◆ **PROBLEM DESCRIPTION**: Could you copy, word for word, only the lines from the one containing "Guideline: for each instance of the white clapboard" through the last line of the records below, both included?

◆ **STORED RECORDS**:
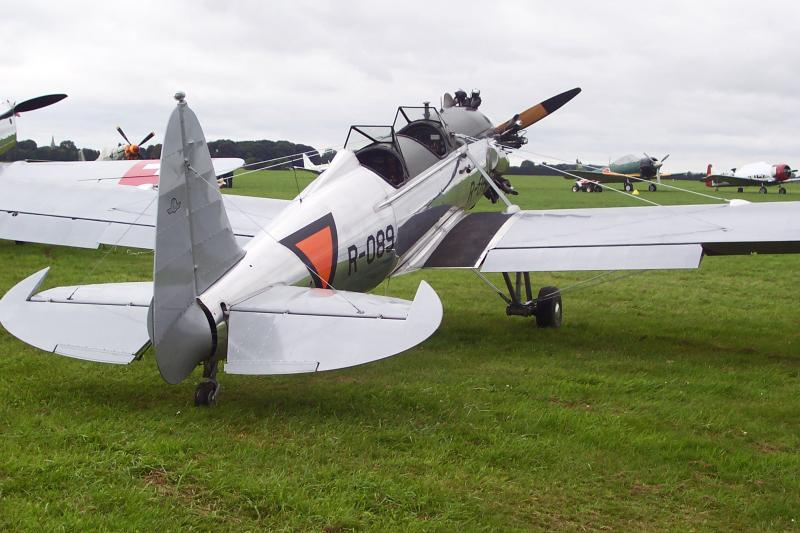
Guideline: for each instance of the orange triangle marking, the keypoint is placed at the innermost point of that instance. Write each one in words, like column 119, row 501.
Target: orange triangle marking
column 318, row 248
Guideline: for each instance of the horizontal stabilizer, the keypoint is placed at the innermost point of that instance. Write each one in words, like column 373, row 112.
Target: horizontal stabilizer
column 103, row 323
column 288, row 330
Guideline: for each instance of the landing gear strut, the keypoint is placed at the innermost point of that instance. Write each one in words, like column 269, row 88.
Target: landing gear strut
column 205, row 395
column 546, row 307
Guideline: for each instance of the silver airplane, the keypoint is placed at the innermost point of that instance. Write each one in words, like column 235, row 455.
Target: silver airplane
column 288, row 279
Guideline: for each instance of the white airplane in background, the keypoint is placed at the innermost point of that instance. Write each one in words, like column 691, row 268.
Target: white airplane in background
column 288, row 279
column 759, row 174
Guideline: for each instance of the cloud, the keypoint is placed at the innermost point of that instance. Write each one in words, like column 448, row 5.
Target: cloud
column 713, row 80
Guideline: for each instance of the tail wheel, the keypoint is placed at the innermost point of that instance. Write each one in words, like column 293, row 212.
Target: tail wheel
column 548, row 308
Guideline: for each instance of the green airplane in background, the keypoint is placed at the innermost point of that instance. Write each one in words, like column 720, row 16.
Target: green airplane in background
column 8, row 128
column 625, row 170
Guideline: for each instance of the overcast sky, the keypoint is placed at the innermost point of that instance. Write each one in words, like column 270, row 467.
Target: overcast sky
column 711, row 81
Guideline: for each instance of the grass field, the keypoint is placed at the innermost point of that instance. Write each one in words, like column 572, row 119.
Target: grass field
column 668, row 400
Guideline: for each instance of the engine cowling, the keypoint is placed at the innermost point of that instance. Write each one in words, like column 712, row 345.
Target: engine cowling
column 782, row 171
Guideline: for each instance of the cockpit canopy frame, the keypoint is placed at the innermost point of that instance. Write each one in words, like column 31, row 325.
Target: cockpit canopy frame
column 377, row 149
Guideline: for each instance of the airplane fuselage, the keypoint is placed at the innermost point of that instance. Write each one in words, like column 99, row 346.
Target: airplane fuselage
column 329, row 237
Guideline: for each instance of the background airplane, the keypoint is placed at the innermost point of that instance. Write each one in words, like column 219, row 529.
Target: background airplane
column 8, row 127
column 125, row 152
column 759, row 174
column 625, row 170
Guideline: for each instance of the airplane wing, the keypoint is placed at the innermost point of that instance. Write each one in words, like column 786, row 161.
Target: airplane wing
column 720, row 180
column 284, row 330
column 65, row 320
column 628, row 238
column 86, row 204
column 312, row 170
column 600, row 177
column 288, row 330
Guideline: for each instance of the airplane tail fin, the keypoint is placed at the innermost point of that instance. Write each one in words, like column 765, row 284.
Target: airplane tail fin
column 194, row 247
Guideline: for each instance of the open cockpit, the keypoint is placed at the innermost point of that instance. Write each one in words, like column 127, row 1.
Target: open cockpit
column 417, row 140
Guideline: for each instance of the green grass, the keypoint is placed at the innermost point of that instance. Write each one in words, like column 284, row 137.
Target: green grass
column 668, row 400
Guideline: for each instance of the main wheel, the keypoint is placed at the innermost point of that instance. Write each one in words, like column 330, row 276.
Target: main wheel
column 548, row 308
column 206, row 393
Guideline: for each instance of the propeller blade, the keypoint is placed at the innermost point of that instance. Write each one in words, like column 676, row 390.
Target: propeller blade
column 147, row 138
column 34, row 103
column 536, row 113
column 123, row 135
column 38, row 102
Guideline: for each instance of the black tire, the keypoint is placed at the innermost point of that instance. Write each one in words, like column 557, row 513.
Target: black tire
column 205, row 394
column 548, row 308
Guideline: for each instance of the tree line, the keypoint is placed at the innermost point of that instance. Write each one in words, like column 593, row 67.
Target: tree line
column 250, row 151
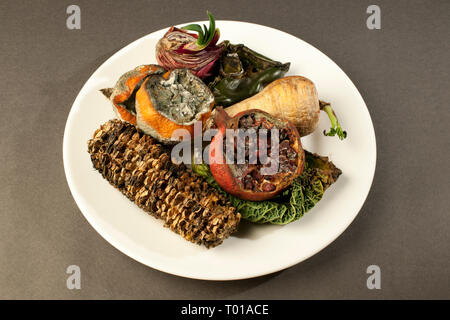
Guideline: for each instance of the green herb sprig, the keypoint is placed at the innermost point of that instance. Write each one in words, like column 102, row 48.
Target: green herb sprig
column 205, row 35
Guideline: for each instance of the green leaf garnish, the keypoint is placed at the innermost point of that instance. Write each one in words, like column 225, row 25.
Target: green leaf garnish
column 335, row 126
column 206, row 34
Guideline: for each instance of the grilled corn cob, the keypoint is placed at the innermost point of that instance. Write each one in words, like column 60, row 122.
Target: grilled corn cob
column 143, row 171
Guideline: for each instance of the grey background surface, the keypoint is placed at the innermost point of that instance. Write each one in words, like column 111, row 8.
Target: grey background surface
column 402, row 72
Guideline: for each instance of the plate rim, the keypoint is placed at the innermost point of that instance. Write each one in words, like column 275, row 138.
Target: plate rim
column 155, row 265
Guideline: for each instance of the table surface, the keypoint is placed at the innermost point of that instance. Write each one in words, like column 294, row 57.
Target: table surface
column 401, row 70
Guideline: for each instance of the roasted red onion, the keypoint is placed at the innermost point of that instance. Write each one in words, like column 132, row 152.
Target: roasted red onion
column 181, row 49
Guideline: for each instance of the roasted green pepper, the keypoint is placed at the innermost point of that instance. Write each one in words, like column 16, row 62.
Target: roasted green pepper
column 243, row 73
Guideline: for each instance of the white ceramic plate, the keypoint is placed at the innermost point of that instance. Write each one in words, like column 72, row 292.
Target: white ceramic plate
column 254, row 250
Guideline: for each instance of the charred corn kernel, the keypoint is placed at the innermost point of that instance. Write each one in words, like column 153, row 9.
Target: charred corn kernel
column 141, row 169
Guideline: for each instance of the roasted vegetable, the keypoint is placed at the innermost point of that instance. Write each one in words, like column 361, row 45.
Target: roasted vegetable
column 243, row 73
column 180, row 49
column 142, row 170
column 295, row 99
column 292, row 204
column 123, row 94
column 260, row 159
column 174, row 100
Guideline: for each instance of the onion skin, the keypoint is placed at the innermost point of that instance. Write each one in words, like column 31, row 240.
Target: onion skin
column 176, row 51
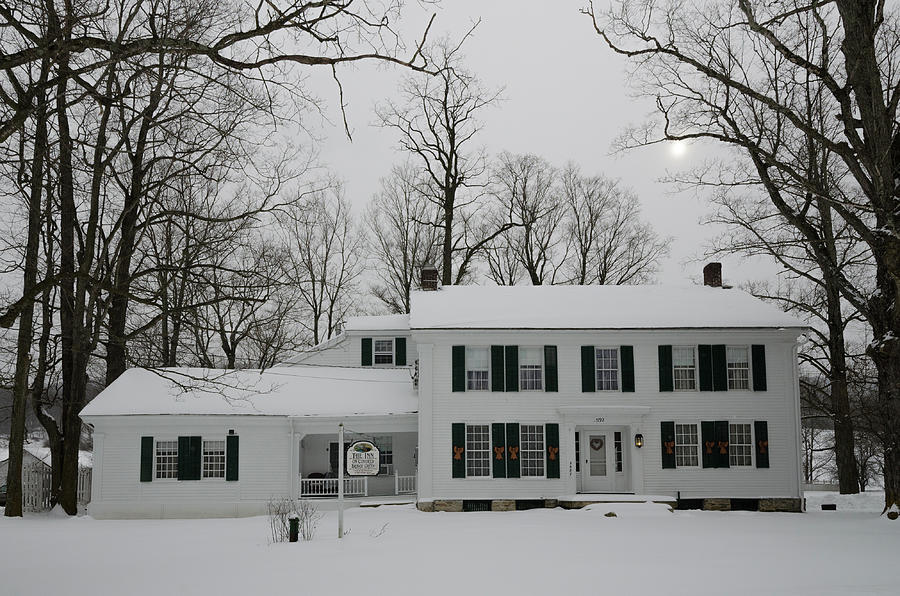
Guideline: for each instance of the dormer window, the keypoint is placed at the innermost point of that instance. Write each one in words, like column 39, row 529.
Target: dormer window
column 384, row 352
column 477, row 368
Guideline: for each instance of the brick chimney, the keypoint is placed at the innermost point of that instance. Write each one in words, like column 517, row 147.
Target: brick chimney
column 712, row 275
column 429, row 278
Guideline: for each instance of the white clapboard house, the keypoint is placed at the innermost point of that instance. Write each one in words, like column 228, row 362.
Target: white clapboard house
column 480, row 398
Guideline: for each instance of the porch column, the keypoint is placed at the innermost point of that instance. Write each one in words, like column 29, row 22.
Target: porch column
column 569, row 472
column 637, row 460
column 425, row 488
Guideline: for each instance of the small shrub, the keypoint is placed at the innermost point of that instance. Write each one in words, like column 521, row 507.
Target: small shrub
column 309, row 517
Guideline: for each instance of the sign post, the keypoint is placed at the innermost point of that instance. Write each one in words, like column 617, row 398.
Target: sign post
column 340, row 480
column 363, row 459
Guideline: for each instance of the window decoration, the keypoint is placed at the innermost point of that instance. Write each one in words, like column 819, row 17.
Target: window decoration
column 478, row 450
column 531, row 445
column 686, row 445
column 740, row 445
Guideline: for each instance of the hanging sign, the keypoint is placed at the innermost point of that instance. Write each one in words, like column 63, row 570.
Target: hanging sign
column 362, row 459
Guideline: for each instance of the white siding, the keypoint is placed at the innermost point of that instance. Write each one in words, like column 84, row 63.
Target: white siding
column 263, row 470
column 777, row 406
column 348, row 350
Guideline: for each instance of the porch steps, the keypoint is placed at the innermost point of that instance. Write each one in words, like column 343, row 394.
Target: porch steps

◆ **COMPLETE RESPONSE**:
Guideline: for each instance of the white clapboard house, the keypoint is placed at the innermost point of that instance. Write each one in words, like column 228, row 362.
Target: white clapboard house
column 480, row 398
Guideline: for each instance of the porch column, the keypoint is placed at the innermost point of that instance. Write each one in words, like column 29, row 22.
Target: porch column
column 569, row 472
column 637, row 460
column 425, row 488
Guideline: for each instance of the small shrub, the keypoint is placed at the innermost point of that instance. Write each one in words, like column 521, row 507.
Target: small shrub
column 309, row 517
Guideline: for each instance of the sign post, the keypoint is placed at the innermost point of that instance. Write each one in words, like column 617, row 398.
Target: sign post
column 340, row 480
column 363, row 459
Guideline: for each instance of the window decoration, the keypoint is placed at the innermost point of that instance. Write each one in words, like column 819, row 17.
Target: window decoration
column 478, row 450
column 531, row 445
column 686, row 445
column 740, row 445
Guideline: for each instance of the hanging sign, the keypoint is placed at the innermost point of that instance. Write each one in words, like column 63, row 570.
Target: hanging sign
column 362, row 459
Guideline: for each instance of the white siding, the keypoint is placed at the innermost point of that instance. Write each one in words, like column 84, row 63.
Target: white siding
column 263, row 470
column 777, row 406
column 348, row 350
Guideline: for each instance of the porch steps, the keypoint is placed at the innermost point of that instance. Write each one in words, like column 343, row 394.
Target: porch steps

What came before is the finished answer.